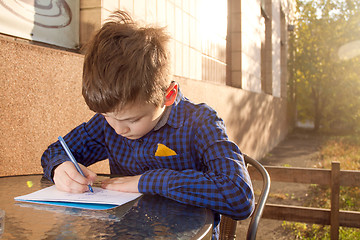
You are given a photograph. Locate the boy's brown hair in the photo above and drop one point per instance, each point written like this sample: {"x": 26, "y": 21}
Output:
{"x": 125, "y": 63}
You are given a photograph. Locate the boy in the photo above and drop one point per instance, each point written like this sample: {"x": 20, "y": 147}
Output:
{"x": 163, "y": 143}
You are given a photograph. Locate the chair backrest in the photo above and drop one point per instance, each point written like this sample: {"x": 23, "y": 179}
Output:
{"x": 228, "y": 225}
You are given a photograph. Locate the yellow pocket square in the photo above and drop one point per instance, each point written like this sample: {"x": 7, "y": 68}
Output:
{"x": 163, "y": 151}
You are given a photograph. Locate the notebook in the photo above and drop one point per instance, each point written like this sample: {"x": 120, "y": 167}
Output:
{"x": 101, "y": 199}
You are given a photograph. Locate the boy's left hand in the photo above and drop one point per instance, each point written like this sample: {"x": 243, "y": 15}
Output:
{"x": 122, "y": 184}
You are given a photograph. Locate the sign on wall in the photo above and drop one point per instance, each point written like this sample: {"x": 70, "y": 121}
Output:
{"x": 50, "y": 21}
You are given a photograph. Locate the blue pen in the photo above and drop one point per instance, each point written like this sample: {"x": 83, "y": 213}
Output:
{"x": 72, "y": 158}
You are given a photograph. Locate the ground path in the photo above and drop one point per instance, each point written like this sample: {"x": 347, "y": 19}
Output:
{"x": 299, "y": 149}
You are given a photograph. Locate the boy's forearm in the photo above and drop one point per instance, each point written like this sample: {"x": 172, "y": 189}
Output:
{"x": 227, "y": 194}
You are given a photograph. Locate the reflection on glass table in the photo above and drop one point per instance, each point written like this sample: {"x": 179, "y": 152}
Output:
{"x": 148, "y": 217}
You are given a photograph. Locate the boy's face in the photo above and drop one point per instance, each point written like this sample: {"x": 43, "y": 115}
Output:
{"x": 134, "y": 120}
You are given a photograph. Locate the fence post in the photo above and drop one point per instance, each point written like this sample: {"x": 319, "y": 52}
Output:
{"x": 335, "y": 192}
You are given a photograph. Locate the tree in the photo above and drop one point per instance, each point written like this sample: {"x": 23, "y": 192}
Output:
{"x": 327, "y": 84}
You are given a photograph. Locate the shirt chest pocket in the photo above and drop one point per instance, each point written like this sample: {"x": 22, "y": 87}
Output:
{"x": 176, "y": 162}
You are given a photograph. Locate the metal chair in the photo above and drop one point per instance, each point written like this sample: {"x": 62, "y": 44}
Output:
{"x": 228, "y": 225}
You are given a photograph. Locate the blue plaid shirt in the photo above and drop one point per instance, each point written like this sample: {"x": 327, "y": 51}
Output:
{"x": 208, "y": 170}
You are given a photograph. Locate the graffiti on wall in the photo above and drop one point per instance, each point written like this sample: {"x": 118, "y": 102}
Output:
{"x": 50, "y": 21}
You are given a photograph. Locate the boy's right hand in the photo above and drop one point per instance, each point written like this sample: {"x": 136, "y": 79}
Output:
{"x": 68, "y": 179}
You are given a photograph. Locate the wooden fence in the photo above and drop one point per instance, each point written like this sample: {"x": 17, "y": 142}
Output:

__Task instructions__:
From the records, copy every line that has the string "chair" in it.

__Solution for this problem__:
You are given a photograph. Locate the chair backrest in the photo above and drop one point per instance, each point written like this sample: {"x": 23, "y": 179}
You are given a photograph. Locate the metal chair in the photo above and drop one point per instance, each point written like this sample: {"x": 62, "y": 44}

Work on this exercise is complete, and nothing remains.